*Extract to read*.
○ ○ ○ ○ ○

For instance, one might test a program for, say, Gaussian process function learning, by showing it examples drawn from a known function, running training for a while, and asking it to extrapolate to a new input point. Presumably one cannot analytically predict what the extrapolation distribution should be, but one can call a trial “good” if it’s within some distance of the true function’s value there. Presumably one also cannot analytically predict the probability that a correct training pipeline will still extrapolate badly on this example by chance; but one could make up a plausible minimum rate of success and claim that the whole training pipeline works “well enough” if it produces “bad” extrapolations at most \(20\%\) of the time.

What is a testing framework to do with a test like this? At this interface, the only thing that can be done is to run the black box some number of times \(n\), and report the overall test as having failed if the black box reports bad results at least some fraction \(f\) of the time.¹

Significance

How well does this work? For any given \(f\) and \(n\), we can compute (an upper bound on) the probability that a correctly-implemented \(\F\) will nonetheless fail such a test by chance.² This probability is called the statistical significance of the test.³ Here’s a chart showing how the probability of failing a \(10\)-trial test with cutoff \(3\) (marked at \(f = 0.35\)) varies with the true bad result rate of \(\F\).

The figure marks an example value for the “no bug” probability \(p\) at \(0.26\) and traces the false fail rate (\(\approx 0.2479\)) thus obtained. Changing \(f\) moves the inflection point of the curve, and increasing \(n\) makes the curve steeper.

○ ○ ○ ○ ○

Records excerpted from a collection
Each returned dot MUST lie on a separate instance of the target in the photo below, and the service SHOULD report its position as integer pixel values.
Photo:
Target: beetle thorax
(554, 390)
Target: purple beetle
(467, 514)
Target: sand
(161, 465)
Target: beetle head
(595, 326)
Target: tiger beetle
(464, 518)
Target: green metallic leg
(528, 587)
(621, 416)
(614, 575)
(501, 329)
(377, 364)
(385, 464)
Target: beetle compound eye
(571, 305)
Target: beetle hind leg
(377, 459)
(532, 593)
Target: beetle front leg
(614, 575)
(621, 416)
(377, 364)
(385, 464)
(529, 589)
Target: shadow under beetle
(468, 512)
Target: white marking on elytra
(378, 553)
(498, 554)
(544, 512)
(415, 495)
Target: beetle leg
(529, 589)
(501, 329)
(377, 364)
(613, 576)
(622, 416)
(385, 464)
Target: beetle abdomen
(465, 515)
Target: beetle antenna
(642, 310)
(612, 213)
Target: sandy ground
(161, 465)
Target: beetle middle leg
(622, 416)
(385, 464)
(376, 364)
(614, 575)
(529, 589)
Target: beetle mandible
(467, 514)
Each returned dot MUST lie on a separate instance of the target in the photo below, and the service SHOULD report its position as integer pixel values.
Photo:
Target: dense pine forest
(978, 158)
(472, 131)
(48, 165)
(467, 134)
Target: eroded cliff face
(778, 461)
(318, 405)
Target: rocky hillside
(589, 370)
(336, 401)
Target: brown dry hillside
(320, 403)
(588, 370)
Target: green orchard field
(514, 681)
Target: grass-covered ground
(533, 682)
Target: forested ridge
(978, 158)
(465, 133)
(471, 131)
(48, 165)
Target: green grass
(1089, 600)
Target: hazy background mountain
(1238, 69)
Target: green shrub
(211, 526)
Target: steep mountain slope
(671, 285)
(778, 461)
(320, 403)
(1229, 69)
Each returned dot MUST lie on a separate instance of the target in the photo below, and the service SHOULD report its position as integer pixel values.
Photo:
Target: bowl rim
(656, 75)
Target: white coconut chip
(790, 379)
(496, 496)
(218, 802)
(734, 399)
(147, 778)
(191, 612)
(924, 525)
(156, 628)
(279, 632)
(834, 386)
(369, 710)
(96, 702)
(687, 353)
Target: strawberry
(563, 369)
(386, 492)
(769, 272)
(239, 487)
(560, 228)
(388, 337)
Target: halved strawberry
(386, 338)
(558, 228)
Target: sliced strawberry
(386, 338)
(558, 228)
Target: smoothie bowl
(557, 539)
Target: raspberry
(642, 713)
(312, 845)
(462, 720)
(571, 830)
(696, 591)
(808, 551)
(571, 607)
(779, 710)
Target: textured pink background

○ ○ ○ ○ ○

*Exercises*.
**A)** In the passage on testing randomized programs, rewrite the part that opens with the words containing "How well does" and closes with "rate of \(\F\).", substituting "false failure rate" for "statistical significance".
**B)** According to the passage on testing randomized programs, why does the Gaussian process example call a trial "good" when it falls within some distance of the true function's value?
**C)** Carry on the passage on testing randomized programs, starting right after its last sentence.

*Outputs for the tasks*.
**A)**
How well does this work? For any given \(f\) and \(n\), we can compute (an upper bound on) the probability that a correctly-implemented \(\F\) will nonetheless fail such a test by chance.² This probability is called the false failure rate of the test.³ Here’s a chart showing how the probability of failing a \(10\)-trial test with cutoff \(3\) (marked at \(f = 0.35\)) varies with the true bad result rate of \(\F\).

**B)** One presumably cannot analytically predict what the extrapolation distribution should be. A trial is therefore judged good if its extrapolation lands within some distance of the true function's value at the new input point.

**C)**
The false fail rate bound is given by the worst still-acceptable behavior of \(\F\), namely to report a bad result with probability exactly \(p\). In this case, for the overall test to fail we must see at least \(fn\) bad results in \(n\) trials, the probability of which, \[ \sum_{i=\lceil fn \rceil}^n {n \choose i} p^i (1-p)^{n-i} = 1 - \textrm{CDF}_{\textrm{binomial}(n, p)}(fn), \] is given by the survivor function of the binomial distribution on \(n\) trials with probability \(p\). This quantity is readily computable, and tends to zero as \(n\) tends to infinity, provided \(f > p\). In other words, if we set the bad result rate cutoff \(f\) above the maximum acceptable true probability of bad results \(p\), we can drive the probability of false alarms in our test suite arbitrarily low (but never to exactly zero) by spending more computation (increasing \(n\)). As far as false alarms go, this is the next best thing to ideal testing.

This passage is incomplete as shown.